Work to do:
Gather every line in the records that contains the string "feather", copying each one in full.
start Given data
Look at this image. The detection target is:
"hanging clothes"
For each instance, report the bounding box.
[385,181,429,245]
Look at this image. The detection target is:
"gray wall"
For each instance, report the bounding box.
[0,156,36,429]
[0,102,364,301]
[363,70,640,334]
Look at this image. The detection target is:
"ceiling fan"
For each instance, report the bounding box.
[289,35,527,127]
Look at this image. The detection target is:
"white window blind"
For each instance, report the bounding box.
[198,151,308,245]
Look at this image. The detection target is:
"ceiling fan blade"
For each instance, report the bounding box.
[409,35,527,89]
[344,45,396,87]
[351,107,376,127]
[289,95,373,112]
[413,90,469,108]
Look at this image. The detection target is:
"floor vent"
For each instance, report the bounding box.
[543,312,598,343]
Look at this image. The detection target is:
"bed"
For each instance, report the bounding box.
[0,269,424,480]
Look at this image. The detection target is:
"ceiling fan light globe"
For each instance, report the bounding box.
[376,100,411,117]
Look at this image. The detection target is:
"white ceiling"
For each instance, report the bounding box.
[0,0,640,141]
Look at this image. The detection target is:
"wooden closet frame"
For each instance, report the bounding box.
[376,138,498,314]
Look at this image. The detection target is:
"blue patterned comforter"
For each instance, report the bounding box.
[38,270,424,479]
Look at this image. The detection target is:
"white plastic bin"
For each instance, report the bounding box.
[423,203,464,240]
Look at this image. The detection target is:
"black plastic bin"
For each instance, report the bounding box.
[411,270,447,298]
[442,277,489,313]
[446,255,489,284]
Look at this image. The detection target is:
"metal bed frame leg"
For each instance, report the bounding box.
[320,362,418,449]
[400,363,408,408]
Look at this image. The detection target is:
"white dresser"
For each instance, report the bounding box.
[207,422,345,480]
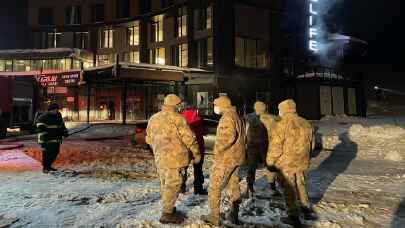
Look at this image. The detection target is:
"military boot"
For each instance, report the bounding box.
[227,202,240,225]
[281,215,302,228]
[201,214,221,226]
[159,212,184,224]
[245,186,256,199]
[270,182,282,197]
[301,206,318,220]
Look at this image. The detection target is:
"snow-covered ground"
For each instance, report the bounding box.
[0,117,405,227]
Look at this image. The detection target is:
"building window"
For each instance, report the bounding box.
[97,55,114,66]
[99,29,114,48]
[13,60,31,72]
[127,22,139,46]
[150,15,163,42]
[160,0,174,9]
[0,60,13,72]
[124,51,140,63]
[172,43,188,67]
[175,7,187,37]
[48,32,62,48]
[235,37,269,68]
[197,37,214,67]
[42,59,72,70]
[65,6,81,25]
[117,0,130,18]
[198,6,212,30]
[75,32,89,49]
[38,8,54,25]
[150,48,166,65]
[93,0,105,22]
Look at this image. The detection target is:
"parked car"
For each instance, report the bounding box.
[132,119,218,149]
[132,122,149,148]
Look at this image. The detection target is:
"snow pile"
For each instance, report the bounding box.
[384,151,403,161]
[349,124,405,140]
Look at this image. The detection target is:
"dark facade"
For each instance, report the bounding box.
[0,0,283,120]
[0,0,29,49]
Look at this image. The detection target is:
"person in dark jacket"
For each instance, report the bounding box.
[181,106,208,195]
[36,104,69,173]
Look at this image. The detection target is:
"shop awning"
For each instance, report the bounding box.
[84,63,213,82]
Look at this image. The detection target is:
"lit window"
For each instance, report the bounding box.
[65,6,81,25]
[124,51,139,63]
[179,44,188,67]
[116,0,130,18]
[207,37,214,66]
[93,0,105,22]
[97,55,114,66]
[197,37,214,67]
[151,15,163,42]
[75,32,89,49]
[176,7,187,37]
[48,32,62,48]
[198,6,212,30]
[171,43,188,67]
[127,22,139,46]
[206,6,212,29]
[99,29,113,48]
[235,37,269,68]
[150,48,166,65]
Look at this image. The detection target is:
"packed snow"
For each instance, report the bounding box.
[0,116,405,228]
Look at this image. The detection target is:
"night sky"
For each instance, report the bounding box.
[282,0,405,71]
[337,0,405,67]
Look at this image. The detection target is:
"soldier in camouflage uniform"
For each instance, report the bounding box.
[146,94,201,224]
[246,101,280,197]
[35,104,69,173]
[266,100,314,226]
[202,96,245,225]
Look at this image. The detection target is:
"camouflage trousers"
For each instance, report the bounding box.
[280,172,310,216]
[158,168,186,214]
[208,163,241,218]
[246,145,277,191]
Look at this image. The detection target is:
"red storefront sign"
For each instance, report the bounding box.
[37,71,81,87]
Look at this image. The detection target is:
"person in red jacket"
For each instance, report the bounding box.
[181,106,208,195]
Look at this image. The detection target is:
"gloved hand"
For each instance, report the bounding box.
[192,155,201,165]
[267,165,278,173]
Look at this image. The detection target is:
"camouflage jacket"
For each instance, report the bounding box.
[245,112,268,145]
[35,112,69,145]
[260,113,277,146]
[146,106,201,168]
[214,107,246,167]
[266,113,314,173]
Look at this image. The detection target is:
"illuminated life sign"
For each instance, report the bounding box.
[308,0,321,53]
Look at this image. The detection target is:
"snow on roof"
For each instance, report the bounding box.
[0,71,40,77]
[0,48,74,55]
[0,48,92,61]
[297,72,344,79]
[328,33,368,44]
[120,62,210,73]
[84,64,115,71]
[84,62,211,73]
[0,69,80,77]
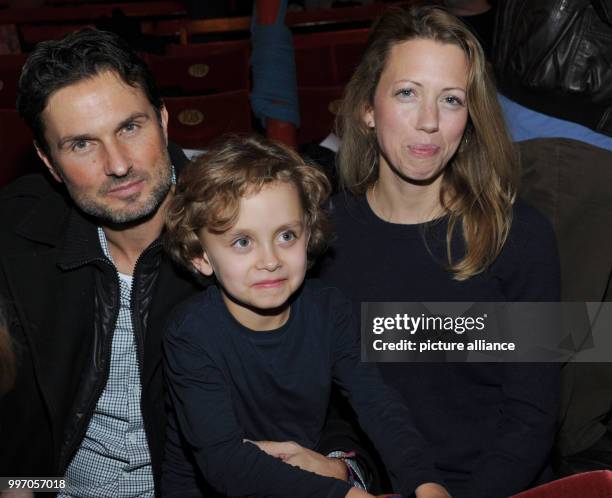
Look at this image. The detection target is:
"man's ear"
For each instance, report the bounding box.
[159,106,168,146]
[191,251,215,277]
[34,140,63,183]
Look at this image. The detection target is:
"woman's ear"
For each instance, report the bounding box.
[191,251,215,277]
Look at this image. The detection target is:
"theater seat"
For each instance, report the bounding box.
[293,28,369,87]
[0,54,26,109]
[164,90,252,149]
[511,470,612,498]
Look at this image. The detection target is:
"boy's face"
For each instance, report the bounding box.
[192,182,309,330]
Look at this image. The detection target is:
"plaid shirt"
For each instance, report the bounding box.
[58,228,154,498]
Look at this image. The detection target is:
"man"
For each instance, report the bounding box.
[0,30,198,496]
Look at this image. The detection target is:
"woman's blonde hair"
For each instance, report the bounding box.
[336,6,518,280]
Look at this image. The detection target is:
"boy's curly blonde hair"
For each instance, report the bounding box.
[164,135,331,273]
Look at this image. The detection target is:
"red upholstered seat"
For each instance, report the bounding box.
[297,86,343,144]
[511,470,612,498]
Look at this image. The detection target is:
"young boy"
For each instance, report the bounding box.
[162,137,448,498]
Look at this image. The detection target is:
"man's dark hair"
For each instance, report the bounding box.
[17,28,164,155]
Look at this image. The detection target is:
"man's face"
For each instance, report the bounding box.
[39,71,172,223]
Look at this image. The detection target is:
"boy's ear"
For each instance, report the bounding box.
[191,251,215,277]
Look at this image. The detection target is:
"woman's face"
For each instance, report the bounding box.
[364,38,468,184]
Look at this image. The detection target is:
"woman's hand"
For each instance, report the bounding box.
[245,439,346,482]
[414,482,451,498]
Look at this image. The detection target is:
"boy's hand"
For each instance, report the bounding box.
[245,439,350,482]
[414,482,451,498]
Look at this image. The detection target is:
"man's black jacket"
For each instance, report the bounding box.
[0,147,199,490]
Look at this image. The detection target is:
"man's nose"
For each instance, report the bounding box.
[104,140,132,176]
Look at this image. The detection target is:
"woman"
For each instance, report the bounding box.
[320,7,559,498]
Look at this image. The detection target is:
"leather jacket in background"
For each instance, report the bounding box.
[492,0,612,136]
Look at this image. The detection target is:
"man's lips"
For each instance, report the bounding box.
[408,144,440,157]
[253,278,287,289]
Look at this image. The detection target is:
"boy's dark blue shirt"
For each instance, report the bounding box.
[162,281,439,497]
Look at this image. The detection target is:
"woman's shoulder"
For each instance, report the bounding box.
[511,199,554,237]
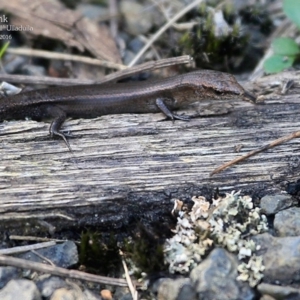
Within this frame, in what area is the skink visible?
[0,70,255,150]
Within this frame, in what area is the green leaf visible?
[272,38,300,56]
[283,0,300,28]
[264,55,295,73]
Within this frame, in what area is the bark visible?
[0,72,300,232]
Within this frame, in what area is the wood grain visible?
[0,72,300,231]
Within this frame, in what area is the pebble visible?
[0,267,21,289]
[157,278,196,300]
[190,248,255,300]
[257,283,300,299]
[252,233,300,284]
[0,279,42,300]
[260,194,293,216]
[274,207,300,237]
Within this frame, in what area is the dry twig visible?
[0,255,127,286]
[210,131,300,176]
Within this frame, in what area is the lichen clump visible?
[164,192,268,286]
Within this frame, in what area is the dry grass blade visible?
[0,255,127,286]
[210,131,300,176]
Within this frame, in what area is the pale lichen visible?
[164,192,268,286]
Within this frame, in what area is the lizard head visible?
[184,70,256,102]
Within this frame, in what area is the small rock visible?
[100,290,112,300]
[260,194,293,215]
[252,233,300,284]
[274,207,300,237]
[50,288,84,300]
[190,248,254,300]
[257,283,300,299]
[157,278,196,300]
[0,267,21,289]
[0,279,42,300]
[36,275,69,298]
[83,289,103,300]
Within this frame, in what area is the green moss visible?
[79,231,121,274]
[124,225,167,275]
end Given data
start Given data
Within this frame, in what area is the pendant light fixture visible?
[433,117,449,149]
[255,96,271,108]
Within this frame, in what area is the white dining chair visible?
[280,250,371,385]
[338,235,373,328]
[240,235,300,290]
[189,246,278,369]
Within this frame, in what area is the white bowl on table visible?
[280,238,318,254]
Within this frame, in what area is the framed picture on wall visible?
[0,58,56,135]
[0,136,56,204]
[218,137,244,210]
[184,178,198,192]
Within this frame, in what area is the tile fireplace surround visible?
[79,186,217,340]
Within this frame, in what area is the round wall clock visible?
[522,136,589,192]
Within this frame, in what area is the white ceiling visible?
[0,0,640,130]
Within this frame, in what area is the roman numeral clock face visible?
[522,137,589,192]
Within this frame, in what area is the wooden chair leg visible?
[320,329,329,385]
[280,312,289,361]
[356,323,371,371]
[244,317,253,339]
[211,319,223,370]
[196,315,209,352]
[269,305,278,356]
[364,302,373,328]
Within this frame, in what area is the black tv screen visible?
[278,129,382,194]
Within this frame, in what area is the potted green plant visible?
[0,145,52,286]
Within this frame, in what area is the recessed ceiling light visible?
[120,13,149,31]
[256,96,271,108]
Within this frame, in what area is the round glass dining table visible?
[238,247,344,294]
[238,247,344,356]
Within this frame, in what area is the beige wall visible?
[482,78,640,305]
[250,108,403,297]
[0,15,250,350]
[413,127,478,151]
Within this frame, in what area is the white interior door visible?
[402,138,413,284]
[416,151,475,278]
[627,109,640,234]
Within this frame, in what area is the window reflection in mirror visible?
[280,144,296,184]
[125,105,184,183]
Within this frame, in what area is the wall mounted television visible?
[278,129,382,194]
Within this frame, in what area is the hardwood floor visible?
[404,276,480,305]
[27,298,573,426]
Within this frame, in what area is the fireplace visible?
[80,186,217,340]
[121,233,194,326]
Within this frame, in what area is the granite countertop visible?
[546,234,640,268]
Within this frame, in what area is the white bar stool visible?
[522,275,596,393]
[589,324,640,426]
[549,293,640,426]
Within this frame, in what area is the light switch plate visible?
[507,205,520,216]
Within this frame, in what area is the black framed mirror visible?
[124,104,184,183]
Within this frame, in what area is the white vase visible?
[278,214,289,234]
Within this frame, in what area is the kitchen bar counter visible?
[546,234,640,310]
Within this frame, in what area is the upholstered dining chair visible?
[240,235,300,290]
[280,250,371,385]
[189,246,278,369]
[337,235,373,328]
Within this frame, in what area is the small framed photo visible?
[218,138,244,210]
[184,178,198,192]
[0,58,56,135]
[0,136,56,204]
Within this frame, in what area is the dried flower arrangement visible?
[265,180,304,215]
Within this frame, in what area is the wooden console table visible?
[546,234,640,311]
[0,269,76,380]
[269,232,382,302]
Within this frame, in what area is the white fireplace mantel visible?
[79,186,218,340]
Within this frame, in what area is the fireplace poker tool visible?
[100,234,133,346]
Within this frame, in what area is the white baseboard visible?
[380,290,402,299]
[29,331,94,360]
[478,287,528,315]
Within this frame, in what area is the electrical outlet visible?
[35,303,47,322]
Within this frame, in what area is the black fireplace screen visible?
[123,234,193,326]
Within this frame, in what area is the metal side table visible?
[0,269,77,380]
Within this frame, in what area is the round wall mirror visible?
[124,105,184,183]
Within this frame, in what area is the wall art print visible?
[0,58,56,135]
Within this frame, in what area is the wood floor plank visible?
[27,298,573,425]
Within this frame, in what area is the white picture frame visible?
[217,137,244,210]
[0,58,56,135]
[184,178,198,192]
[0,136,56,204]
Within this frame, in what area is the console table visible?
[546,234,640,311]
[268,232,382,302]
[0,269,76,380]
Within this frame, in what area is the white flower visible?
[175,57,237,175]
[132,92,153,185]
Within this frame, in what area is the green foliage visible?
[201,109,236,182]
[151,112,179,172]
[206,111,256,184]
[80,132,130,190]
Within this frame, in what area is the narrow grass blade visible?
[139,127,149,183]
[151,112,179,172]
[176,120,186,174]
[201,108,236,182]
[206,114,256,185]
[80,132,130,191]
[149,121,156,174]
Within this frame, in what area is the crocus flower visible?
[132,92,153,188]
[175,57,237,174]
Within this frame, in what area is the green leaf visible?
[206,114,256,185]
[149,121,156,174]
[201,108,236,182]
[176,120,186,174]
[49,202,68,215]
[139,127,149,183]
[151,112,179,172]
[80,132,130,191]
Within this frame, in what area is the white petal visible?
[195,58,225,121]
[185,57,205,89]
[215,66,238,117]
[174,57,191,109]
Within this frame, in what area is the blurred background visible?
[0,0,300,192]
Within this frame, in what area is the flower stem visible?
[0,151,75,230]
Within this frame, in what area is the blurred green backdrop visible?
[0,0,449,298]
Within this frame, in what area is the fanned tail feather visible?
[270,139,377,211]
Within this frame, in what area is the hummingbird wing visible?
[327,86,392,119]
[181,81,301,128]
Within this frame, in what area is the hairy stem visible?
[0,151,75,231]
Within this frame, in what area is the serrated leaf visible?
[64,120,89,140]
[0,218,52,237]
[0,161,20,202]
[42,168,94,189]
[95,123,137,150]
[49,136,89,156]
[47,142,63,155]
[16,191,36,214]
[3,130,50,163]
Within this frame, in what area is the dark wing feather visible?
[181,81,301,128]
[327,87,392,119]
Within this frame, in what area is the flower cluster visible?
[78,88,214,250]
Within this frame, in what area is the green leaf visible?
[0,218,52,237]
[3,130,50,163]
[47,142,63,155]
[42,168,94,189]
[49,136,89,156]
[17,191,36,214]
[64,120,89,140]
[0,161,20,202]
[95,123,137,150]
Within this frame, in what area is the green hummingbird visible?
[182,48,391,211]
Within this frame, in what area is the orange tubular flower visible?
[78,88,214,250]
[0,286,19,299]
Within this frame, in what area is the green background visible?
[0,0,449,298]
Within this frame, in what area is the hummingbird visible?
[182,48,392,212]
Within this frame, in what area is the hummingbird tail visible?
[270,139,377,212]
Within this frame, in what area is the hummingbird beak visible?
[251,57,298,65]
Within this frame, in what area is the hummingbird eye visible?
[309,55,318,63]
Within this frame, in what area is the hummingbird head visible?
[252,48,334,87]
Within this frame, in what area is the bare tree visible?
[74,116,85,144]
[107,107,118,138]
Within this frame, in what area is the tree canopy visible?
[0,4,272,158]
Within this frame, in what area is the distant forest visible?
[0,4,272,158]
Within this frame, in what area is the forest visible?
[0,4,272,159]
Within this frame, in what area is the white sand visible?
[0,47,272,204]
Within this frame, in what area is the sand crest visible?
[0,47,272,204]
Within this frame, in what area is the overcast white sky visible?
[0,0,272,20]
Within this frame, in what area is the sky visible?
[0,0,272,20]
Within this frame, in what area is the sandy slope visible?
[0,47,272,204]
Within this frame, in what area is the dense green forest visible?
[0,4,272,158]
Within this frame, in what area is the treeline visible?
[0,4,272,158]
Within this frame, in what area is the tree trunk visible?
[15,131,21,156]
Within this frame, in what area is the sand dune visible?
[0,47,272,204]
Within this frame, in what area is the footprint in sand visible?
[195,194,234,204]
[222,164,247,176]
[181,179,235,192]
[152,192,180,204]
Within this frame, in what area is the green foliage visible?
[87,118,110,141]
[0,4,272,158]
end Given data
Expected output:
Within this frame, in what area is the fanned tail feather visible?
Within this frame, in what area is the dark wing feather visible?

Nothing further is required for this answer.